◆ **BRIEF**
Can you rewrite each of the records below with "marker" changed to "pin" and everything else left as it is, omitting the pictures?

[Excerpts from a point labeling dataset]
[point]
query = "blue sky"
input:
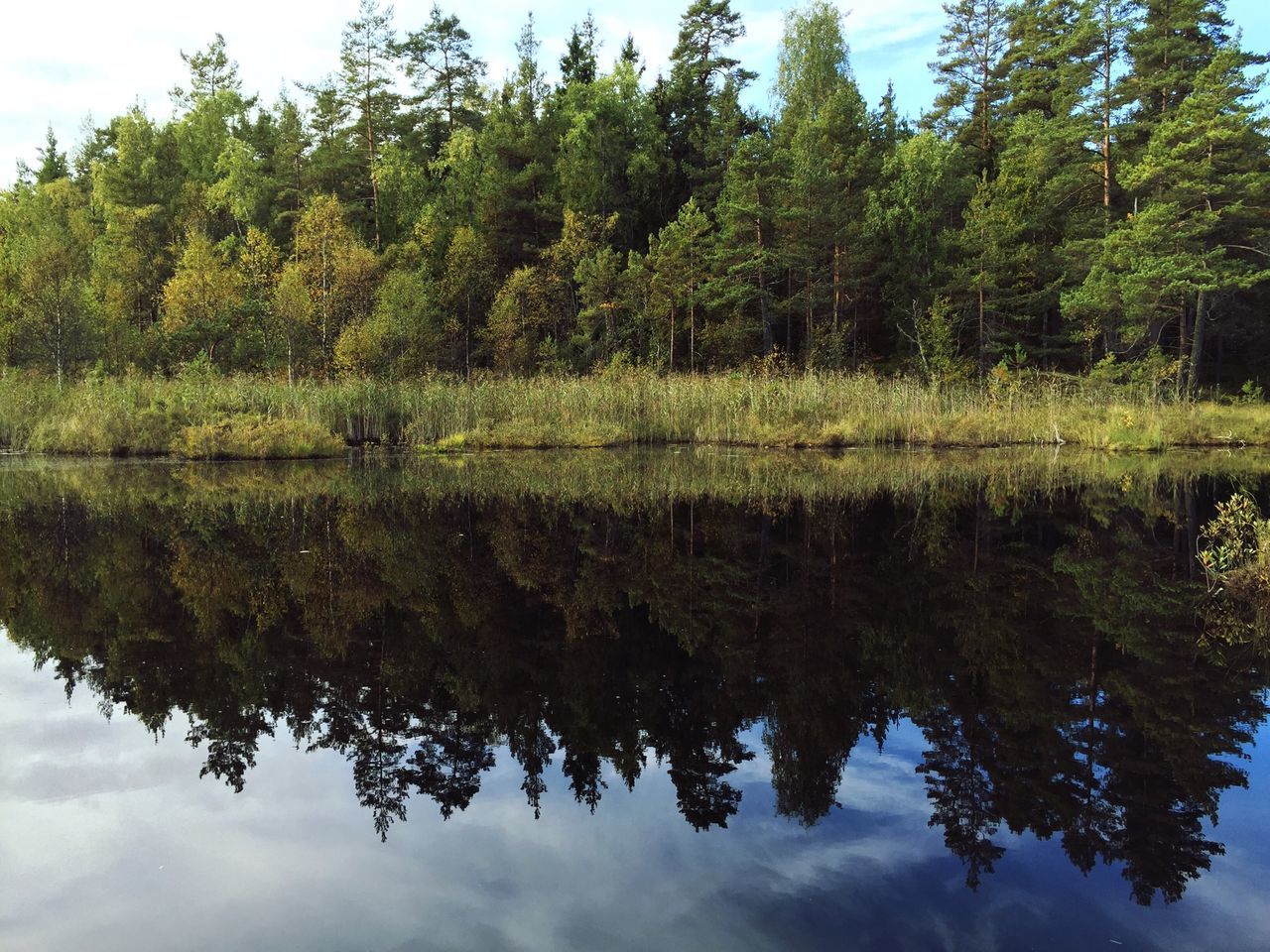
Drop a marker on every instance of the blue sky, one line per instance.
(98, 59)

◆ **OUTPUT BELOW**
[point]
query = "blue sky"
input:
Drop a pin on every instance of the blue sky, one line per instance.
(98, 59)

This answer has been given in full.